OPINION:
For decades, the National Institutes of Health and America’s university system operated behind a shroud of academic prestige, bureaucratic opacity and budgetary excess. While billions of taxpayer dollars flowed freely to elite institutions, little scrutiny was applied to how funds were allocated, how research priorities were set or how far some campuses drifted from their original missions. That era is over.
The storm shaking the NIH and higher education wasn’t accidental or incidental. It was intentional and long overdue. The driving force? President Trump, including his appointment of Dr. Jay Bhattacharya, who was just confirmed as NIH director.
Despite the pearl-clutching headlines and frantic faculty memos, what’s happening is not a crisis; it’s a course correction. For the first time in years, powerful institutions are being asked to justify themselves, explain their budgets, focus their missions and return to transparency and accountability. Mr. Trump had the political courage to pull back the curtain.
One of the clearest examples is the new 15% cap on indirect cost reimbursements in NIH grants. Previously, universities could receive 27% to 28% or more in “indirect” costs, a bureaucratic code for overhead.
══════════
◆ **Exercises**
**A)** According to the opinion piece on the NIH and universities, what three matters received little scrutiny while billions of taxpayer dollars went to elite institutions?
**B)** What cap on indirect cost reimbursements in NIH grants does the opinion piece on the NIH and universities describe?
The rows are separate material with no connection to the opinion piece.

◆ **Data under study**
══════════
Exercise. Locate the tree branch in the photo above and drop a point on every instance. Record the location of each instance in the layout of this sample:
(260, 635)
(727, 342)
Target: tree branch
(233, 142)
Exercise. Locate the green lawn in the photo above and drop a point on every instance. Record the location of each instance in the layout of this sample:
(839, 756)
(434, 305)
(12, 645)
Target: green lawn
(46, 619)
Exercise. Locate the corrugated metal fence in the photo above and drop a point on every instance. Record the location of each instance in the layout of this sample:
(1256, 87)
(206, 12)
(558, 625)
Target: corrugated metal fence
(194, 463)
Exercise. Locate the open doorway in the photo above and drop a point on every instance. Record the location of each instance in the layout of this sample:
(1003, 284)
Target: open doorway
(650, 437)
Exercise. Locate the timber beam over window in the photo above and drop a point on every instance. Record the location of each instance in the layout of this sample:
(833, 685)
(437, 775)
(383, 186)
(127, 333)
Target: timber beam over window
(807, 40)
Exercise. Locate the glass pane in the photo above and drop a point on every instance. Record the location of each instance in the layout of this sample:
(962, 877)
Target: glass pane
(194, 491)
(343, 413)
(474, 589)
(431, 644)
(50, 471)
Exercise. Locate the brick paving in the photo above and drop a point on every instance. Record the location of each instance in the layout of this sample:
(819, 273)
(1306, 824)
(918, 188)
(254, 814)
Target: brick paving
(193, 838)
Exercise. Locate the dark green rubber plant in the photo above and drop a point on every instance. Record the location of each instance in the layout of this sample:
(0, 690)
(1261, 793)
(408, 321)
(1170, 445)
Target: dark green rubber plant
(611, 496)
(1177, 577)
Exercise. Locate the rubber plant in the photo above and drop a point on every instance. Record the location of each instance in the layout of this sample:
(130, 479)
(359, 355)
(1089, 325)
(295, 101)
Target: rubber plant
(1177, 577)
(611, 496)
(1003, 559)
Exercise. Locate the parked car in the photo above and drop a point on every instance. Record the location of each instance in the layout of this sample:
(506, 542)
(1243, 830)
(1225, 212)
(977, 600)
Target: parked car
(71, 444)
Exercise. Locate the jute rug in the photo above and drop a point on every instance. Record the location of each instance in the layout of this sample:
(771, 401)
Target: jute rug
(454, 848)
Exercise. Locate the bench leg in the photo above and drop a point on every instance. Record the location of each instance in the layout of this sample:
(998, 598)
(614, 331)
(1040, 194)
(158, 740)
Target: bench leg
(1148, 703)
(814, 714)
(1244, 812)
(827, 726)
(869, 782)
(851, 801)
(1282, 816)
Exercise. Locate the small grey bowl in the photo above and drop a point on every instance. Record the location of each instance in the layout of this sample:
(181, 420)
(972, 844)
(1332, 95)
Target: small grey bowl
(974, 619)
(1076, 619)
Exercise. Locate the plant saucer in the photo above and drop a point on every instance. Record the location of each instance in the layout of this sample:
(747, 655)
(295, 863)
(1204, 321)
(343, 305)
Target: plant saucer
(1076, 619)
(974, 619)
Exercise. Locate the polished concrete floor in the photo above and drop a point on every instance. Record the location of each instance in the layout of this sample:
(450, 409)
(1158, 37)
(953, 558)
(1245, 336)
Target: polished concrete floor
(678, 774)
══════════
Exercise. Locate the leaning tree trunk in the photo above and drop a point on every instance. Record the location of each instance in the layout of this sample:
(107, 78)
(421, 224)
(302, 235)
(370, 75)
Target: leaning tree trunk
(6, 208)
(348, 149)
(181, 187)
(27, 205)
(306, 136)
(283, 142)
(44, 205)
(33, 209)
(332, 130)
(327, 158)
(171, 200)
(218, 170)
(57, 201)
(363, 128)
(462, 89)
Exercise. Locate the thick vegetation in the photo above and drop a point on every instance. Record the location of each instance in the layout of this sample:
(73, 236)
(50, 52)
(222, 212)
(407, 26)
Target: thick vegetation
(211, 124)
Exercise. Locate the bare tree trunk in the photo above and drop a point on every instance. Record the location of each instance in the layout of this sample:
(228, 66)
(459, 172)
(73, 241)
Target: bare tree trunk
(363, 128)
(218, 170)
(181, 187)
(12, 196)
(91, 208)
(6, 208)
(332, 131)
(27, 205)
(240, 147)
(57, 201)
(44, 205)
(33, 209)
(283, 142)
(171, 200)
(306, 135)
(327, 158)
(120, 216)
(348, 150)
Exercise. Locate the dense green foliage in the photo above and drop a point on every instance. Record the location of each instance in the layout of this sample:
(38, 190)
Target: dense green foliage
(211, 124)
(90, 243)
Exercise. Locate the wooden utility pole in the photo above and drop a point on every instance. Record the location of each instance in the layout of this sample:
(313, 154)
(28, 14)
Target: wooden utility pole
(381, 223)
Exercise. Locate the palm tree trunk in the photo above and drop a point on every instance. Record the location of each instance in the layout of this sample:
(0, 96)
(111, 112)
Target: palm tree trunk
══════════
◆ **Task results**
**A)**
- How funds were allocated
- How research priorities were set
- How far some campuses drifted from their original missions

**B)** A new cap of 15%.